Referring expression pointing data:
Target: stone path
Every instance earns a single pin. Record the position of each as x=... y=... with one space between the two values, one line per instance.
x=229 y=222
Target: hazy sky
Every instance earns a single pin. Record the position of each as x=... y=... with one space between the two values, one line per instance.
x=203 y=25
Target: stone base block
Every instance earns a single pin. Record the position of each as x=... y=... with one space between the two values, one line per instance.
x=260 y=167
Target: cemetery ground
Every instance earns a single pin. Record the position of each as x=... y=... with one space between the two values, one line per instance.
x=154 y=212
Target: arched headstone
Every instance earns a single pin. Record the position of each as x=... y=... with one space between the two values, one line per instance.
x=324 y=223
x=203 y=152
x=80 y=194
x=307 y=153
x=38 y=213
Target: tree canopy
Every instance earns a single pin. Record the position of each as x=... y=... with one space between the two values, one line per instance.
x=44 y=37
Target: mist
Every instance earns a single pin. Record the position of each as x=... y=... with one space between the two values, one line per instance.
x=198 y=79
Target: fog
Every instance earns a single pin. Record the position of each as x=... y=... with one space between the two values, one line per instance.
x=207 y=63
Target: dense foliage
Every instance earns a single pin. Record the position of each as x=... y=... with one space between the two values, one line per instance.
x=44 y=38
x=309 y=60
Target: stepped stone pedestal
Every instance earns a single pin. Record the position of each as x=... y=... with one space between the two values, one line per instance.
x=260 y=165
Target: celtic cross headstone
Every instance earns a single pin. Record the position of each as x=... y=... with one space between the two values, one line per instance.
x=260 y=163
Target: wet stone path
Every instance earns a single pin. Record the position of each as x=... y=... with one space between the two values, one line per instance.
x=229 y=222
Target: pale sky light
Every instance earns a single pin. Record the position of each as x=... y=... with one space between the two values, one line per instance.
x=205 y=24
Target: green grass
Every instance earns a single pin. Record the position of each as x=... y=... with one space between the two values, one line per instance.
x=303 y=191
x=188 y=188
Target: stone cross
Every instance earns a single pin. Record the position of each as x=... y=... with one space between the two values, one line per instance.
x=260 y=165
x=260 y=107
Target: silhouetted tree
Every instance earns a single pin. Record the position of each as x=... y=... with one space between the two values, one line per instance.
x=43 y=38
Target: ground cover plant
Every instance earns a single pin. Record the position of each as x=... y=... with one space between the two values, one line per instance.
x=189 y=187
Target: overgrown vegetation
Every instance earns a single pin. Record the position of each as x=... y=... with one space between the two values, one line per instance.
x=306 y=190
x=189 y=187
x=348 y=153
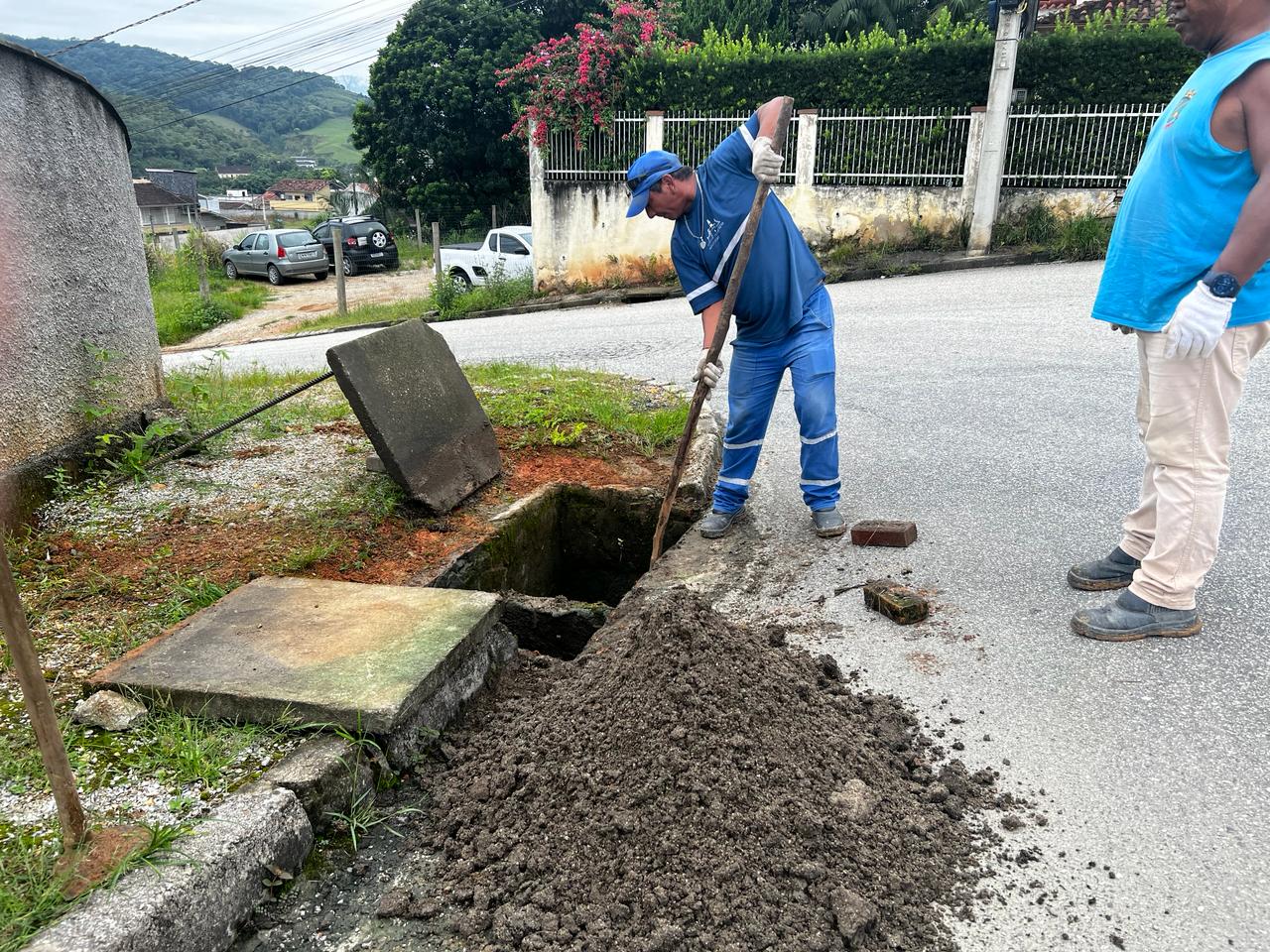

### [Task brief]
Word for word, write out each of the records, but not the pictures.

### [Response to this task]
Target: stone path
Every instance earns a single pin. Record the position of each as x=... y=... with one space between the two values, one line per instance.
x=229 y=222
Target: hazy sky
Every instance earns a single pin. Record the position of each as x=... y=... with one space between the two values, one line per instance.
x=203 y=25
Target: stone base block
Every instance earns a single pin. Record the position of each as x=... y=... with one space between the two values, one line per instance.
x=260 y=167
Target: cemetery ground
Every instance earns a single pin. Record the position of each as x=... y=... with one space between the two values, one line per instance.
x=154 y=212
Target: arched headstone
Every instance earns a single pin. Record the position of each as x=... y=... with one space between the two values, one line per instance.
x=324 y=223
x=203 y=152
x=80 y=194
x=307 y=153
x=38 y=213
Target: tree canopy
Every instance earns a single pin. Record the position of each as x=... y=... with one space between the two values, one line per instance.
x=44 y=37
Target: mist
Every instance earns a single pin. Record the position of each as x=... y=... with one space between the two values, one line per instance.
x=198 y=79
Target: fog
Every instance earns a single pin. Record the position of each as x=... y=... with one space between the two values, one line per instance.
x=207 y=63
Target: dense foliage
Every instance earns a single pin. Record the position of each as x=... y=... with one space between the two values, one line per instance.
x=44 y=38
x=309 y=60
Target: stepped stone pedestal
Every instance earns a single pin. Record the position of each as x=... y=... with one space between the two values, one line per instance.
x=260 y=165
Target: celtic cross headstone
Every instance earns a single pin. Record the position of each as x=... y=... with one space between the two values, one line per instance.
x=260 y=163
Target: wet stone path
Every instance earns a single pin. Record the position of each as x=... y=... with one space between the two values, one line per instance.
x=229 y=222
Target: pale sky light
Every instance earns a single pin. Record the position of each as x=... y=... with one space between the two values, one line per instance.
x=205 y=24
Target: green grass
Every instance earns a single pin. Record the position of each as x=... y=... with one space between the two values, one line per instance.
x=303 y=191
x=188 y=188
Target: stone cross
Every instance earns a single pin. Record the position of each as x=... y=... with one space between the two values, one line per instance.
x=260 y=165
x=260 y=107
Target: silhouetted tree
Every instance earns a single pin. Record the position of each as x=... y=... with one space between the two values, one line per instance.
x=43 y=38
Target: ground cover plant
Every instance earns a single pin. Record the position of each as x=... y=... with one space between the two values, one line per instance.
x=189 y=187
Target: overgrown vegetation
Every instance earns a single pin. Record the position of each as x=... y=... with one space between the two values, one line per instance.
x=306 y=190
x=189 y=187
x=348 y=153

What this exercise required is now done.